Passage provided.
/---

Photo Credit: Jewish Press

Dear Mrs. Bluth,

This letter has been a long time in the making, I guess courage comes when the realization that things will never get better, only worse, if no action is taken.  As I wait for the swelling about my face to subside and force my aching body to go about packing a few necessary things for myself and my baby, I am trying to fight off the terror of leaving by telling myself it is better than the terror of staying.


Two years ago, I married the man of my dreams, or so I thought. I had held out far longer than any of my school friends and my parents, family and friends had just about given up hope that I would ever find my bashert. And then I was redt to “Mr. Perfect,” who seemed to be exactly what I was looking for.

At twenty-eight, I couldn’t believe my luck, and smugly touted “I told you so” to all those who accused me of being picky.  On my first date with Dan,* a cosmetic surgeon who had come to town to work in one of our major hospitals, I was smitten.  Good looking, brilliant, worldly and intelligent, Dan was the man of my dreams and I became the envy of all my married friends.  We dated for four months, during which my parents’ enthusiasm waned, as rumor and gossip reached their ears. But I was not concerned; Dan was my soul mate and I closed my ears to all the hearsay and went about planning my wedding.

\---

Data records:
/---

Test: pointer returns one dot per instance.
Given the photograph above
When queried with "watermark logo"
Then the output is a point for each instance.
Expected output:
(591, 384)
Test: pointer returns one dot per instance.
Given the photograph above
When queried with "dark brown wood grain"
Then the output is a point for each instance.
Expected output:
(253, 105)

\---
/---

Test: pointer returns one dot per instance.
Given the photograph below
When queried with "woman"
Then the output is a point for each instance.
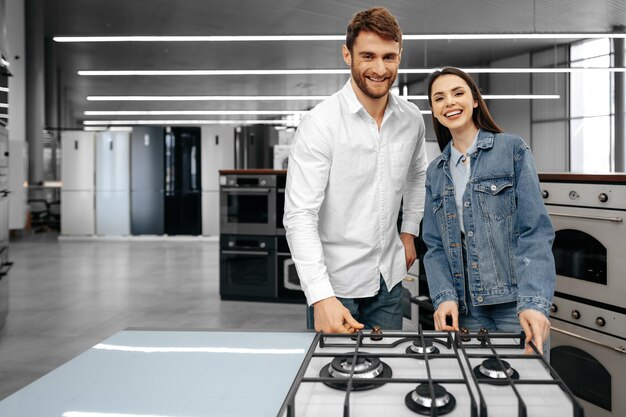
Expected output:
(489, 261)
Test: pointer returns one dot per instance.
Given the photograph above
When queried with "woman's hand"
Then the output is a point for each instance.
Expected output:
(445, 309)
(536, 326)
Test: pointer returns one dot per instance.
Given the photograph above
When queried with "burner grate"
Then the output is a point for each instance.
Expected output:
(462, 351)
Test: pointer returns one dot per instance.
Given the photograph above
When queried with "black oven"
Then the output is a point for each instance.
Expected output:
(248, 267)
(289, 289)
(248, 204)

\---

Your instructions.
In the letter to Mrs. Bluth, what qualities does the writer list to describe Dan in the sentence ending "I became the envy of all my married friends"?

Written answer.
Good looking, brilliant, worldly, and intelligent.